Transcribe every line of the entries below verbatim, changing no character.

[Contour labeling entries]
··········

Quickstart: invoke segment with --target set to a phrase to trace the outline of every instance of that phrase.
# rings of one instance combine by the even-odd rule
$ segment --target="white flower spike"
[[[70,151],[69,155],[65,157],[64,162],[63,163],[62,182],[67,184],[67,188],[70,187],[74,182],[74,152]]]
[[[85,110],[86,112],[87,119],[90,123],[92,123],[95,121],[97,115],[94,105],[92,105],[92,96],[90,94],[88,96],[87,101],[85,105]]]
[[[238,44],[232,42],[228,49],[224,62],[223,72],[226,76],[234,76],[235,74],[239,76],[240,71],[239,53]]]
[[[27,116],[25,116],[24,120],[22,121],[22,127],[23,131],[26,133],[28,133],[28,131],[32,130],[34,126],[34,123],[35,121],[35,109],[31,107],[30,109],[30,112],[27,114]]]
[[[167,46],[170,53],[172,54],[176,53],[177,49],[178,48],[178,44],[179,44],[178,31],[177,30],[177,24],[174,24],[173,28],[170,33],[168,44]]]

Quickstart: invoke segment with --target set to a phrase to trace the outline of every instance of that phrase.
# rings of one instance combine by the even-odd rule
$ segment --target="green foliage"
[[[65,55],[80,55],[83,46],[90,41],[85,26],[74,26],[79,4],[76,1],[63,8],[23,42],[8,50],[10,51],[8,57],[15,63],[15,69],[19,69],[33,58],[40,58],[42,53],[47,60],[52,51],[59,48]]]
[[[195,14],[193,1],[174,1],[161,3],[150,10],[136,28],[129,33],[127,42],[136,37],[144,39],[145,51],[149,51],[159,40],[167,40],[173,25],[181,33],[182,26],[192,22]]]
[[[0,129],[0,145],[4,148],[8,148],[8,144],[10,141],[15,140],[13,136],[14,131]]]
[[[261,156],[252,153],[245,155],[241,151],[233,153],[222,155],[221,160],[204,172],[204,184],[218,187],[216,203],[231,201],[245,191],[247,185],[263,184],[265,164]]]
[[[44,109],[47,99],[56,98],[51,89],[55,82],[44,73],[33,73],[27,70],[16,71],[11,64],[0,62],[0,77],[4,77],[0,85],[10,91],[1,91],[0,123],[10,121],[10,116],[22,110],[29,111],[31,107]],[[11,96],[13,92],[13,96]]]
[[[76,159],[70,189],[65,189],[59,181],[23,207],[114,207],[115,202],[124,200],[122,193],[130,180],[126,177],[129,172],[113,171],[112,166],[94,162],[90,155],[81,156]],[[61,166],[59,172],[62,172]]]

··········

EXERCISE SOLUTION:
Quickstart: invoke segment with --target set to a phrase to trace the outline of every instance of that phrase.
# rings of one instance combine by the even-odd rule
$ segment --target="white flower spike"
[[[70,151],[69,155],[65,157],[64,162],[63,163],[62,182],[67,184],[67,188],[70,187],[74,182],[74,152]]]
[[[85,110],[86,112],[87,119],[90,123],[92,123],[95,121],[97,115],[94,105],[92,105],[92,96],[90,94],[88,96],[87,101],[85,105]]]
[[[238,44],[232,42],[228,49],[224,62],[223,72],[226,76],[234,76],[235,74],[239,76],[240,71],[239,53]]]
[[[27,116],[25,116],[24,120],[22,121],[22,127],[23,131],[26,133],[28,133],[28,131],[32,130],[34,126],[34,123],[35,121],[35,109],[31,107],[30,109],[30,112],[27,114]]]
[[[167,46],[170,53],[172,54],[176,53],[177,49],[178,48],[178,44],[179,44],[178,31],[177,30],[177,24],[174,24],[173,28],[170,33],[168,44]]]

Quickstart: invoke segment with --target set to a phrase to trace the outline of every instance of that phrase.
# rings of one instance combine by the even-odd rule
$ segment --target="green foliage"
[[[65,55],[80,55],[83,46],[90,41],[85,26],[74,26],[79,4],[76,1],[63,8],[23,42],[8,50],[10,51],[8,57],[15,63],[15,69],[19,69],[33,58],[40,58],[42,53],[47,60],[52,51],[59,48]]]
[[[195,14],[193,1],[174,1],[161,3],[150,10],[136,28],[129,33],[127,42],[136,37],[144,39],[145,51],[149,51],[159,40],[167,40],[173,25],[181,33],[182,26],[192,22]]]
[[[0,129],[0,145],[4,148],[8,148],[8,144],[10,141],[15,140],[13,136],[14,131]]]
[[[261,156],[252,153],[245,155],[241,151],[233,153],[222,155],[221,160],[204,172],[204,184],[218,187],[216,203],[231,201],[245,191],[247,185],[263,184],[265,164]]]
[[[44,109],[47,99],[56,98],[51,89],[55,82],[44,73],[33,73],[27,70],[16,71],[11,64],[0,62],[0,77],[4,77],[0,85],[10,91],[1,91],[0,123],[10,121],[10,116],[22,110],[29,111],[31,107]],[[11,96],[13,92],[13,96]]]
[[[76,159],[70,189],[65,189],[59,181],[23,207],[114,207],[115,202],[124,200],[122,193],[130,180],[126,177],[129,172],[113,171],[112,166],[94,162],[90,155],[81,156]],[[61,166],[59,172],[62,172]]]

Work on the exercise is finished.